◆ PROBLEM TO SOLVE: Tally the lines in the listing below that contain the string "cabinet", treating case as significant, and reply with only the count.

(Contour labeling listing)

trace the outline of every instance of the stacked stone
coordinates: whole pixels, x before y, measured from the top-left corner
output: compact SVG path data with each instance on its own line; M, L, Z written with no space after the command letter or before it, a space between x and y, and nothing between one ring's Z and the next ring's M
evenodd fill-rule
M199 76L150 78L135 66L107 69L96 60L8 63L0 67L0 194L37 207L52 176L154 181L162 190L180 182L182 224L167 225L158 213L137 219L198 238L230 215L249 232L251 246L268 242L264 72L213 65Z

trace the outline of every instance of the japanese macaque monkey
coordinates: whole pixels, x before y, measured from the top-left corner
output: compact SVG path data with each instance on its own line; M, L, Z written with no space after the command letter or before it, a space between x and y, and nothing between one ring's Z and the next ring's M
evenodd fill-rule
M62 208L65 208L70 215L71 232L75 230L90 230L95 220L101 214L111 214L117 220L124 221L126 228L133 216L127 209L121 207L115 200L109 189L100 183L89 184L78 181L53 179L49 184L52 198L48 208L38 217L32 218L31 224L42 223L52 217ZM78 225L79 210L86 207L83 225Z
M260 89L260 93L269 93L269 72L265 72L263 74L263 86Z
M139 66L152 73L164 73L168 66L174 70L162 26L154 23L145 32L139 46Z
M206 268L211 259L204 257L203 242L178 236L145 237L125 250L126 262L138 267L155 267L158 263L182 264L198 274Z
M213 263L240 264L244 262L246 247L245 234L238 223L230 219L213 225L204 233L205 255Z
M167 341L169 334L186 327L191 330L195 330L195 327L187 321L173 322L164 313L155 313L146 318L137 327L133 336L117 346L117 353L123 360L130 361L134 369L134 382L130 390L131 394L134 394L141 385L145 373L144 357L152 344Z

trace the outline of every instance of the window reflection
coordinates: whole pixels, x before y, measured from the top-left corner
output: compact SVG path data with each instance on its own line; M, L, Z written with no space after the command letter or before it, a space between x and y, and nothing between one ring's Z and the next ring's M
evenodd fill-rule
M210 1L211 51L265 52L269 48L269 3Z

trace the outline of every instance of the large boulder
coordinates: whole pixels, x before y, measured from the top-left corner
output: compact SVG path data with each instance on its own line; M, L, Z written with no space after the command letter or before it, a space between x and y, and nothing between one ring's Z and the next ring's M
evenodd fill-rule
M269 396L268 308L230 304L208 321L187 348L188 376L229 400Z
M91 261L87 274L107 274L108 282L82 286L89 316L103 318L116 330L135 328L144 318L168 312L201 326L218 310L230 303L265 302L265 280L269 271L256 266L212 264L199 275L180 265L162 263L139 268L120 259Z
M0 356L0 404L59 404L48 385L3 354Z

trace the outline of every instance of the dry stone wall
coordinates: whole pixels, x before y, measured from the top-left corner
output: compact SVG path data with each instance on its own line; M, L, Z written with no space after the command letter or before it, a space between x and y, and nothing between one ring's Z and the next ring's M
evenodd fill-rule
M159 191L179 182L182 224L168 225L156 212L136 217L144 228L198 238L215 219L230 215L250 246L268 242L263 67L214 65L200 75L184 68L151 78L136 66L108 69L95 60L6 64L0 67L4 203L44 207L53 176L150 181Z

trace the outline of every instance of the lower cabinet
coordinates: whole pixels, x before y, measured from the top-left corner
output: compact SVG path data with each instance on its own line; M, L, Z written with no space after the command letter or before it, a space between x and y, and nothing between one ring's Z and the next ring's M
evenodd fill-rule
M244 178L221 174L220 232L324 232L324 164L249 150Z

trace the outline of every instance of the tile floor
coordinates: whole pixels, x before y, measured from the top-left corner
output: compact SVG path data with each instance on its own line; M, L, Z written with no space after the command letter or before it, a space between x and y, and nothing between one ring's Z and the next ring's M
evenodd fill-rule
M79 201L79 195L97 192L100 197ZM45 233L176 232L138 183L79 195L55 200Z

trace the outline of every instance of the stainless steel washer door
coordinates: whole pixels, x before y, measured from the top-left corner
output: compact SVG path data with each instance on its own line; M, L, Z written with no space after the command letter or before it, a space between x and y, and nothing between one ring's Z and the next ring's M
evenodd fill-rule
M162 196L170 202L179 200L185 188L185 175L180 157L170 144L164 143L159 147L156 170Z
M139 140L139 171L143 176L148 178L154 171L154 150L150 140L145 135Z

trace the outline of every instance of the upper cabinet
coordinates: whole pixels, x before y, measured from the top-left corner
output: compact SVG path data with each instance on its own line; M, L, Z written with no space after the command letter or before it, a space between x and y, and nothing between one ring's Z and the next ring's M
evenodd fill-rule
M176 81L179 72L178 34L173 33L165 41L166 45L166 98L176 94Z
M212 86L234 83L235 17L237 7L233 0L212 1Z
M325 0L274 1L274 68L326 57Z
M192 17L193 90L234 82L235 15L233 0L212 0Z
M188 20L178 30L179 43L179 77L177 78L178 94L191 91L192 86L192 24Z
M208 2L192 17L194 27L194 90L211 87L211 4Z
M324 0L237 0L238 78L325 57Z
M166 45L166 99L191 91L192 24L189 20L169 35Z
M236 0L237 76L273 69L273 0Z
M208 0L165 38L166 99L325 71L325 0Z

◆ COMPLETED EXERCISE: 2